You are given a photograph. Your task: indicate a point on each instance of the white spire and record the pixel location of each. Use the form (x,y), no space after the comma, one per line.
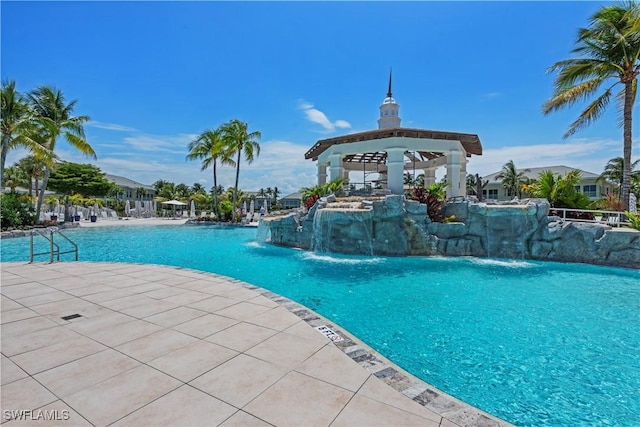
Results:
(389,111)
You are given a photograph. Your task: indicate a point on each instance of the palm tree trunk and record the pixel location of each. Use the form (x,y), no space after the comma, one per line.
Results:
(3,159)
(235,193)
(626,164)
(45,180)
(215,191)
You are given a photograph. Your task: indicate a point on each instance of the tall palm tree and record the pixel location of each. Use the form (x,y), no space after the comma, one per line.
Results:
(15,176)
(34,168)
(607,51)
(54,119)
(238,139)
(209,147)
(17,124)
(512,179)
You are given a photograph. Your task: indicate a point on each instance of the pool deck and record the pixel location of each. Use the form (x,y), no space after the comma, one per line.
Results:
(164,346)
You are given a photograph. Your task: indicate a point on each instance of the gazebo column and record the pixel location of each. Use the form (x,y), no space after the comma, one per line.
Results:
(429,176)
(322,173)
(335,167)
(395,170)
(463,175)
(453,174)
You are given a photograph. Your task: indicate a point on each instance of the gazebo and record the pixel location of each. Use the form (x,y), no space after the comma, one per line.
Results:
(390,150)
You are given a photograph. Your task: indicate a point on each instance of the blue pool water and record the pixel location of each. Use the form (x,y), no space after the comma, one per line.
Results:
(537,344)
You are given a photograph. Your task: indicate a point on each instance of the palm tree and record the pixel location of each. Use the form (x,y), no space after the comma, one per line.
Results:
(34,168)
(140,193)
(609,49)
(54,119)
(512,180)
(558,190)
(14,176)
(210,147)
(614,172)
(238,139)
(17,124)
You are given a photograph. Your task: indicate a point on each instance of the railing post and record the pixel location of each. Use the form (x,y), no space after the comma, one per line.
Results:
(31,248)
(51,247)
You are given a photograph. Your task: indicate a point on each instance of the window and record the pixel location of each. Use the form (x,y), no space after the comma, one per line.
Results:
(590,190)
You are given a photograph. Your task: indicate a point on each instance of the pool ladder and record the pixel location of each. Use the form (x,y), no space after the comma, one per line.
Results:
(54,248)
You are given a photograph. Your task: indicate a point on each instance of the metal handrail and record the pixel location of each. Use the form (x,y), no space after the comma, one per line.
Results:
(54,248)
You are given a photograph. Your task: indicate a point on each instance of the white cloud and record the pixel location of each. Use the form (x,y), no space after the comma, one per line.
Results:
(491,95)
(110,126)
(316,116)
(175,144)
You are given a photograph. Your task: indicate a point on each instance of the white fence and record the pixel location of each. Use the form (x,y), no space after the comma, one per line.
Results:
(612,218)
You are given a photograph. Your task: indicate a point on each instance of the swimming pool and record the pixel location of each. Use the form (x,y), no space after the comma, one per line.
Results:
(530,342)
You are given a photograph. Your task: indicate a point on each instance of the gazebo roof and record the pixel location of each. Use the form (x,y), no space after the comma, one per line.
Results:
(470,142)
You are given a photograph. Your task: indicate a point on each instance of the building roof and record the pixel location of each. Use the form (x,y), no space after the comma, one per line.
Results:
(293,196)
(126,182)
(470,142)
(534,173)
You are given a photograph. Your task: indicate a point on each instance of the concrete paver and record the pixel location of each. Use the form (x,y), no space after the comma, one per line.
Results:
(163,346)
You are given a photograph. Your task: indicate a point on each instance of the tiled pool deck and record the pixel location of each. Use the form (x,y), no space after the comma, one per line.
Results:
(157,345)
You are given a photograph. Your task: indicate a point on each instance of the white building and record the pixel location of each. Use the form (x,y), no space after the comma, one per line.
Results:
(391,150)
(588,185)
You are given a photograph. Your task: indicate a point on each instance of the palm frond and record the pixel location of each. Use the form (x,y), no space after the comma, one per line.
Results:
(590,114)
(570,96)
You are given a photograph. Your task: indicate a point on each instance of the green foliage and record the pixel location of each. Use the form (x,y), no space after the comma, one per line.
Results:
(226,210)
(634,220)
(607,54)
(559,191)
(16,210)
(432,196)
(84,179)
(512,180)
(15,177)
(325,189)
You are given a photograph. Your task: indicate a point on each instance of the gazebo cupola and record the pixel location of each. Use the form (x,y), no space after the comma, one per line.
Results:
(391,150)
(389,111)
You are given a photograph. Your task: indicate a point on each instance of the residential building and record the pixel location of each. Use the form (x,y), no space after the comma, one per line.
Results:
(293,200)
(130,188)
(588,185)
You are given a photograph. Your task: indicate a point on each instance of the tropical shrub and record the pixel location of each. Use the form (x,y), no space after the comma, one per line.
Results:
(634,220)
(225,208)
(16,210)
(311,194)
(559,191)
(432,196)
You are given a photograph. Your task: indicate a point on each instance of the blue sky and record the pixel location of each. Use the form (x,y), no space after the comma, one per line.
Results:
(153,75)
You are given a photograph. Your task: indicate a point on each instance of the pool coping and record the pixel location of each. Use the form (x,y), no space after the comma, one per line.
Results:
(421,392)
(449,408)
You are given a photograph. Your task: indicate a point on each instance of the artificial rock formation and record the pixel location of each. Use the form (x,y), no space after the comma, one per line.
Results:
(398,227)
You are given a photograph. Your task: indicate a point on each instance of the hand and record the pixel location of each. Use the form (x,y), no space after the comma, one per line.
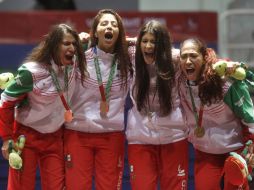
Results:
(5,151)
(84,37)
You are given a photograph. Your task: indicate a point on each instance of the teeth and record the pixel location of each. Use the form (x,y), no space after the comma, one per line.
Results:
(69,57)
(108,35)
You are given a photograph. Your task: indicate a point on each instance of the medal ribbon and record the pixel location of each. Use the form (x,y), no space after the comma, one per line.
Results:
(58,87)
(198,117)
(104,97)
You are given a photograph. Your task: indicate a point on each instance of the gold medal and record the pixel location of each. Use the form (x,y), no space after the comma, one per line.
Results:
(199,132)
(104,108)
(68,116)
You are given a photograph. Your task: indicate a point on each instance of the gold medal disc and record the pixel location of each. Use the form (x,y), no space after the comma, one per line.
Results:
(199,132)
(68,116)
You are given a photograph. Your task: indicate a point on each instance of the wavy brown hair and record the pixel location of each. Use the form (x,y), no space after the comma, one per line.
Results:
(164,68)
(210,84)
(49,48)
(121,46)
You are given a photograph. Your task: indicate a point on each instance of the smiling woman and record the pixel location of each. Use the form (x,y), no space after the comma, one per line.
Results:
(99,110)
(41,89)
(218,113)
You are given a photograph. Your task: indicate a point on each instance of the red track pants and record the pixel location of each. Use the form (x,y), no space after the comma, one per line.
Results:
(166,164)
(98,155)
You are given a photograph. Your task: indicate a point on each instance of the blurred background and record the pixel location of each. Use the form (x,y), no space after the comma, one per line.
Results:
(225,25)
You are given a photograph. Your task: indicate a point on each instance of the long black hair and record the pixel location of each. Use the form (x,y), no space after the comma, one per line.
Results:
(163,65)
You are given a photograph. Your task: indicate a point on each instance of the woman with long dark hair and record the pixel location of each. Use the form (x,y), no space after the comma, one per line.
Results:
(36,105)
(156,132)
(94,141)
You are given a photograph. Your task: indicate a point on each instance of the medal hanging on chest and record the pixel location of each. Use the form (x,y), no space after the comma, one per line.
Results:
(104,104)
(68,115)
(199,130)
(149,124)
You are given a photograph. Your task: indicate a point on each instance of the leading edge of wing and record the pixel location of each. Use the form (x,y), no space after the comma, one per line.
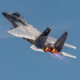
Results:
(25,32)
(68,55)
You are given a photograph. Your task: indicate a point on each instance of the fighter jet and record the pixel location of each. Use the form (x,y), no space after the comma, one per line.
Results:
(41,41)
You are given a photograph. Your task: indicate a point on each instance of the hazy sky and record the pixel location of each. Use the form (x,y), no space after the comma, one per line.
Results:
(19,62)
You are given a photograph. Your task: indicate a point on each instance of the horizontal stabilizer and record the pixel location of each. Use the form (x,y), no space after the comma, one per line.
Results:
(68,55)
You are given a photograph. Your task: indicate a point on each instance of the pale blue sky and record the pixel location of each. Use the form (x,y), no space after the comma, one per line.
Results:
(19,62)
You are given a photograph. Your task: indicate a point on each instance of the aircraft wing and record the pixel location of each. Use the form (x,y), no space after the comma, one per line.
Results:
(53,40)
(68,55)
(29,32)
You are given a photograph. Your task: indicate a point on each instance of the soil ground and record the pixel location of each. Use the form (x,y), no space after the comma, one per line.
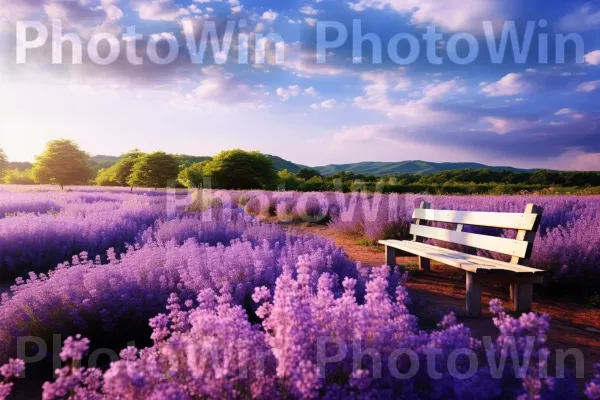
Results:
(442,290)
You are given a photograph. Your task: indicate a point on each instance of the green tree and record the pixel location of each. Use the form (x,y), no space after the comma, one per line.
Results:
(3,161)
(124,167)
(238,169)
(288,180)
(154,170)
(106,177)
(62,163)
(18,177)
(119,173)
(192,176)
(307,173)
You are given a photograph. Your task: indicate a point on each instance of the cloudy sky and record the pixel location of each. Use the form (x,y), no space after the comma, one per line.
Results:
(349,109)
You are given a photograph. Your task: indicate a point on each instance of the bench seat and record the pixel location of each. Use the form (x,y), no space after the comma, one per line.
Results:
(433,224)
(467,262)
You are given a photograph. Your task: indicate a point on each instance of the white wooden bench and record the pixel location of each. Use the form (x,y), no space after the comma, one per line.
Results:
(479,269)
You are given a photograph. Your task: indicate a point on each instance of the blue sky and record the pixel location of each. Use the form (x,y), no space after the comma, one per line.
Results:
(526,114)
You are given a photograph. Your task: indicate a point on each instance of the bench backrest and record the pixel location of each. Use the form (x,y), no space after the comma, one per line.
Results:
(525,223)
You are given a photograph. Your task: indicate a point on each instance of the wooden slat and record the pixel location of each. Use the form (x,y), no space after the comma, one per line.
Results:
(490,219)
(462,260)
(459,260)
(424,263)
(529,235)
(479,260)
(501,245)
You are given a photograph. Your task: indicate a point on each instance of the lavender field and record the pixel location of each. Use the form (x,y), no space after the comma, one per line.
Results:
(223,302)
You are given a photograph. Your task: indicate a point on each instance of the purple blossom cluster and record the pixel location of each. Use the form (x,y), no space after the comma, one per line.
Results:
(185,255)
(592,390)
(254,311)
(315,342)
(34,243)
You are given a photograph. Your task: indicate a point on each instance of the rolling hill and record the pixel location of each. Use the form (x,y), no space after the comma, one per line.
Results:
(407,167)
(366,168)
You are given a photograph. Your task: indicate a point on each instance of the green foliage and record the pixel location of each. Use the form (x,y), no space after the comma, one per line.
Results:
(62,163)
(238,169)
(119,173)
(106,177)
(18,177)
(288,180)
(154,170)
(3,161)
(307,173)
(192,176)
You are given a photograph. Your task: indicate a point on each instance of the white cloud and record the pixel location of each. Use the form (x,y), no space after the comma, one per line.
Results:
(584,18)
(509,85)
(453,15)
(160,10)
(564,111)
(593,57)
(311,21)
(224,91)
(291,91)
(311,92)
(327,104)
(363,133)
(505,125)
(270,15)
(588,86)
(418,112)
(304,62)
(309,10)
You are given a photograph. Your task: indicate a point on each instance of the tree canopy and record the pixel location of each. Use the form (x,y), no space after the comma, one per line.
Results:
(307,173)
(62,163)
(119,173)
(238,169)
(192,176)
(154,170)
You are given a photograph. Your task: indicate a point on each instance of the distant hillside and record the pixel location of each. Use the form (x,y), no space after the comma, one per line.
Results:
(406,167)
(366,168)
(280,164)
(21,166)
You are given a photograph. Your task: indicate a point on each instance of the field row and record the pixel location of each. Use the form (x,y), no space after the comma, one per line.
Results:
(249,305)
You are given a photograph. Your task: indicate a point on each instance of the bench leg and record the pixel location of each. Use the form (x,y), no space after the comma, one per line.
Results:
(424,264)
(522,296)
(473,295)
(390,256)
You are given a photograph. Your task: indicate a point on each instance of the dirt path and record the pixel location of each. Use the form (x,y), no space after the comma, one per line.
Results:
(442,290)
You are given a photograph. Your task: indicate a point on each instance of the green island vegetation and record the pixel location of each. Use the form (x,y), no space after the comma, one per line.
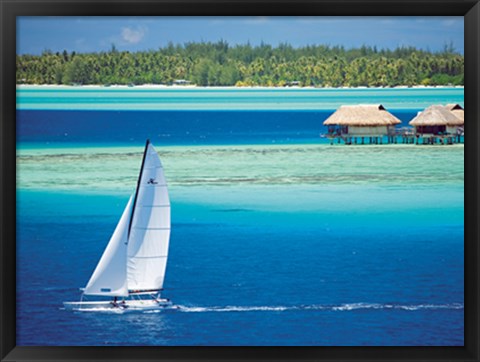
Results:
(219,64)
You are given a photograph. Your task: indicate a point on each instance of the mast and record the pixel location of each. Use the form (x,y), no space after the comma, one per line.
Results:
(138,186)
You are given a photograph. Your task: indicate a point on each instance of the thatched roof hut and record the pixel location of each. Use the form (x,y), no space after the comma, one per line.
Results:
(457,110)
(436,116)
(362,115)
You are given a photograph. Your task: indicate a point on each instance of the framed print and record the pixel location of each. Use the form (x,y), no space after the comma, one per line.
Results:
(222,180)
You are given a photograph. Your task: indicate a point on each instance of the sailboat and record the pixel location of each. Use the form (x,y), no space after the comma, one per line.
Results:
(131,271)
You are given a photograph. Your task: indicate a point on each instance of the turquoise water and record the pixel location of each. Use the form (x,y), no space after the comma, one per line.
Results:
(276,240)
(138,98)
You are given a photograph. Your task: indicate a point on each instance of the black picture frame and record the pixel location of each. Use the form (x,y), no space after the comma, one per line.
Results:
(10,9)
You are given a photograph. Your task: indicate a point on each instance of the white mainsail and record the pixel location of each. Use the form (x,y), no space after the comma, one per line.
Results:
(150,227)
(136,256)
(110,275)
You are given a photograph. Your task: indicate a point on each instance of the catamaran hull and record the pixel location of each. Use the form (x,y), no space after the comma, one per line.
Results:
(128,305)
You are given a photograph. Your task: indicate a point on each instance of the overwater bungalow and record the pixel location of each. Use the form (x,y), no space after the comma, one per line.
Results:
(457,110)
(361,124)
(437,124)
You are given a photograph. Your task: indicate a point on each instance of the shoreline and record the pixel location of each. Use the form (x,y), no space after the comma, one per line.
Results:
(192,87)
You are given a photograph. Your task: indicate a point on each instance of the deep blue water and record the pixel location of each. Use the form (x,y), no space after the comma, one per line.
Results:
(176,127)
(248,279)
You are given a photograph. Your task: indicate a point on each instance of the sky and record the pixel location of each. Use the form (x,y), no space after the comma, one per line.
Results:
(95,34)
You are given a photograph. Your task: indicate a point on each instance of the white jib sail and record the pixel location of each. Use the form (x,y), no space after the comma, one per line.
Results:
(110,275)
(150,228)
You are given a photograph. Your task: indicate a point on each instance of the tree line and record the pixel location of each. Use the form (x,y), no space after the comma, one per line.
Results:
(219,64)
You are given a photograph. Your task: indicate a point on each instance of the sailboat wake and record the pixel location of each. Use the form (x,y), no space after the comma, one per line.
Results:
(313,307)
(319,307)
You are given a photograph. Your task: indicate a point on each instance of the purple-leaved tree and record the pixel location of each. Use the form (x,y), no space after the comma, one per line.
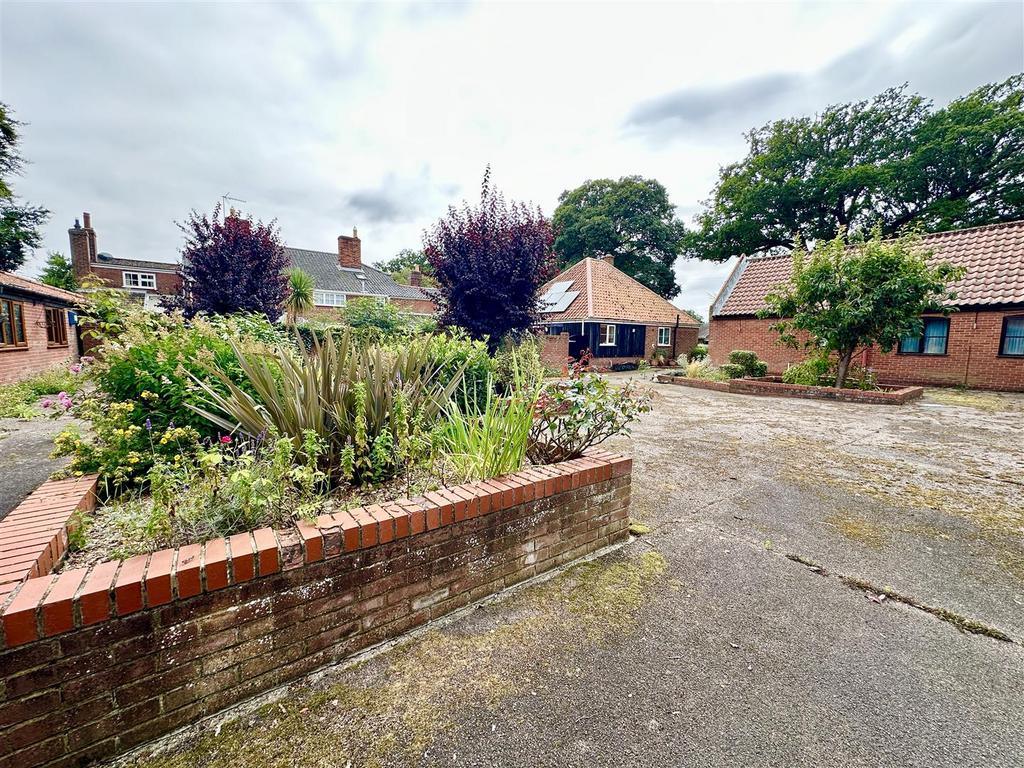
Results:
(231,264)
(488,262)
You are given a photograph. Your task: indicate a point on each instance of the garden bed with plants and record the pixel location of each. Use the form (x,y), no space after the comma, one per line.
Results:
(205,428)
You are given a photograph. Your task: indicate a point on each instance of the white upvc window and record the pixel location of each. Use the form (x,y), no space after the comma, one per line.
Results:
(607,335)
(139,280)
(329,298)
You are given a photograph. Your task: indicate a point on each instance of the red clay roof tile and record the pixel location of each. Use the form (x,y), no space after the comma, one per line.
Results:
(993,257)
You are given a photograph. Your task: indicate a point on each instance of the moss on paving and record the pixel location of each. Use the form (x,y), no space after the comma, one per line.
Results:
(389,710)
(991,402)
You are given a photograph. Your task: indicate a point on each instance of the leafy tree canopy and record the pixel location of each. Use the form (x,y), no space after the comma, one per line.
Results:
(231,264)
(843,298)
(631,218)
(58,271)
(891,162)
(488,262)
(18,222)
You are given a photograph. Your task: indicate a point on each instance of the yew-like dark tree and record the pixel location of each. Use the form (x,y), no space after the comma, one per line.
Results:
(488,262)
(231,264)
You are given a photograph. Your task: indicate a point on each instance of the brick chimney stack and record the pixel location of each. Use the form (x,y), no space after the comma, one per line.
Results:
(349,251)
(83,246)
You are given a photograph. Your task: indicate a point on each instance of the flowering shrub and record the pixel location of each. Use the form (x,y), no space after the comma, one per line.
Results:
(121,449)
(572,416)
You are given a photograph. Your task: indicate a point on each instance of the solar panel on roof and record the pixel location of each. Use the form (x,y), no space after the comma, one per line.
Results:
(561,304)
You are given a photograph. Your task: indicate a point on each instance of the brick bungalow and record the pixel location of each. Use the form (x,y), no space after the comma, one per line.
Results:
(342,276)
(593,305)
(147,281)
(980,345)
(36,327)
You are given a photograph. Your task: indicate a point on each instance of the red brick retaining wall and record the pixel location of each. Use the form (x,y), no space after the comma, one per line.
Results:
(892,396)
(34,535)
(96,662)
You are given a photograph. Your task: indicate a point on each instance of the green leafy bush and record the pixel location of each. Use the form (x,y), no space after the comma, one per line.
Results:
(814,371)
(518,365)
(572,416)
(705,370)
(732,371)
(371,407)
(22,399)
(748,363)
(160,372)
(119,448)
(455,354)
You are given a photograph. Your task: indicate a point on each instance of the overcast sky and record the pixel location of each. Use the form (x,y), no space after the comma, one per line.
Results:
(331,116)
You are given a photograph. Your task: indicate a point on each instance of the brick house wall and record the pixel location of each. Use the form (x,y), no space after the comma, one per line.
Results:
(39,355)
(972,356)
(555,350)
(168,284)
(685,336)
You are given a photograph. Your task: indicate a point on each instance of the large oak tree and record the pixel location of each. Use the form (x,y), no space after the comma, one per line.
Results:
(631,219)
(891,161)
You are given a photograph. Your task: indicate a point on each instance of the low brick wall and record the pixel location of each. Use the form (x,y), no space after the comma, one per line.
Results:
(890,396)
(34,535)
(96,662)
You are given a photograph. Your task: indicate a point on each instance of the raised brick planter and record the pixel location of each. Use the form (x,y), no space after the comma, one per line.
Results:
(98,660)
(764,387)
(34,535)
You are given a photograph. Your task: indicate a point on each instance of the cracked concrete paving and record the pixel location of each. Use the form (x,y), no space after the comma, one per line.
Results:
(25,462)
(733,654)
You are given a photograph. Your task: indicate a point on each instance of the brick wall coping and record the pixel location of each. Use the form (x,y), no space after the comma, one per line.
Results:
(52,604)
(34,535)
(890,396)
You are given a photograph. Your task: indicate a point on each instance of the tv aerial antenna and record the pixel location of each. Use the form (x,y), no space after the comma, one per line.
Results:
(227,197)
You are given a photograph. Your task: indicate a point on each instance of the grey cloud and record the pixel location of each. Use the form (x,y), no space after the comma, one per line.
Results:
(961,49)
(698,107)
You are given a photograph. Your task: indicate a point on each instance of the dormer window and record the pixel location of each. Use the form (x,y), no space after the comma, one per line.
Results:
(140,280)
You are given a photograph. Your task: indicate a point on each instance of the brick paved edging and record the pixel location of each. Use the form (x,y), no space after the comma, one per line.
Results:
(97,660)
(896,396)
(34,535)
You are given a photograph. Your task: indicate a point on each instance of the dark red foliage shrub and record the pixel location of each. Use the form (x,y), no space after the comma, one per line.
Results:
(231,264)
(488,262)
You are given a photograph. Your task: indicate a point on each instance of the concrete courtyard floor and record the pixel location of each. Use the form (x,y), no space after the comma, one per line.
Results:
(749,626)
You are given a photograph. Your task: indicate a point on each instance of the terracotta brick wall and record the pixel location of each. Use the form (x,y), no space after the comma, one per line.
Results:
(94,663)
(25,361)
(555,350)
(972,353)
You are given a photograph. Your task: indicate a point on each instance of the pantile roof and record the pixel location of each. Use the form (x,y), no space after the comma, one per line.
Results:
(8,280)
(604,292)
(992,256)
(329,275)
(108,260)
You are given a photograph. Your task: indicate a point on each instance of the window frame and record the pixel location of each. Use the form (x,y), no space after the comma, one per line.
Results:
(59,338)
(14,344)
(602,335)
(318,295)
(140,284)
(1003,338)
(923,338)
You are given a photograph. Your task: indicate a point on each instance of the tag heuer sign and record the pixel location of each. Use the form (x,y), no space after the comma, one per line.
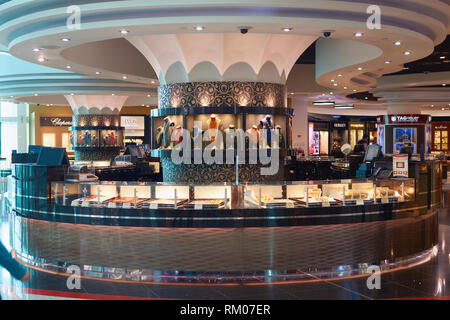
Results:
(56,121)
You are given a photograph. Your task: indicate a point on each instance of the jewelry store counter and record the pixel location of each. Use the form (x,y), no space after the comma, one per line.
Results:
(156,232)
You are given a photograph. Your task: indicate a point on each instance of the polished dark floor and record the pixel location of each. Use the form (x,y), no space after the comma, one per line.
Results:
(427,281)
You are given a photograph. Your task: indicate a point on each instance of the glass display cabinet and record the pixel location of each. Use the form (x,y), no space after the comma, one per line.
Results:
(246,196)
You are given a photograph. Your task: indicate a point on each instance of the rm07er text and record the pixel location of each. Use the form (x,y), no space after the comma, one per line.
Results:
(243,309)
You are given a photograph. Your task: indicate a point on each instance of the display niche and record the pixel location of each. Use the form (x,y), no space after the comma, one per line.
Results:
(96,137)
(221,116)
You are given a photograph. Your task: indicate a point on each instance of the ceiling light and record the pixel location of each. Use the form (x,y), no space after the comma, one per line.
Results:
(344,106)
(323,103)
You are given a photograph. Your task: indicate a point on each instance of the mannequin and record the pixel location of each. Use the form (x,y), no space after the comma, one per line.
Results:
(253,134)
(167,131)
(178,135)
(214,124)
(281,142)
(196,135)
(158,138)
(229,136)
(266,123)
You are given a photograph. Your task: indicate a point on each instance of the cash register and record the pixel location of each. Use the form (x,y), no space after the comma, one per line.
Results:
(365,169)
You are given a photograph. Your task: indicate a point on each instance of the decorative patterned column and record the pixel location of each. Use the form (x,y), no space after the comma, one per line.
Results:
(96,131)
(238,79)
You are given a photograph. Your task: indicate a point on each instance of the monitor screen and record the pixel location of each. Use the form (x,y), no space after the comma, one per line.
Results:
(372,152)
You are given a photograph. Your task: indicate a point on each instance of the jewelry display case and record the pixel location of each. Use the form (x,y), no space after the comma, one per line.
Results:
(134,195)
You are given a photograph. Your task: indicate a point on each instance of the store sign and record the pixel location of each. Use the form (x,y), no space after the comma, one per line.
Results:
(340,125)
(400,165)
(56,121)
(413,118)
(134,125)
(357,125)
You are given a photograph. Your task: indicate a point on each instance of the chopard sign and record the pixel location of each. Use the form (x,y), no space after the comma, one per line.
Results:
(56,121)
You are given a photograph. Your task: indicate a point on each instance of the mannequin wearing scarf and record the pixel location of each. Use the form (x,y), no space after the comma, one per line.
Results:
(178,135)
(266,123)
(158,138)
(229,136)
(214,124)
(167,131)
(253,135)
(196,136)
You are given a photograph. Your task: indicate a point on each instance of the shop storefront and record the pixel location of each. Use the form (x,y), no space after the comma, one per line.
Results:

## ABOUT THIS EXERCISE:
Reproduce each line of the entries in which the word "woman" is found.

## EXERCISE SOLUTION:
You are given a photograph. Your task: indicate a point on each instance of the smiling woman and record the pixel location of each. Use the form (x,y), no space after the comma, one per line.
You are given a photograph. Your task: indicate a point on each instance of the woman with long dark hair and record the pixel location of each. Use the form (x,y), no space after the comma, one per line.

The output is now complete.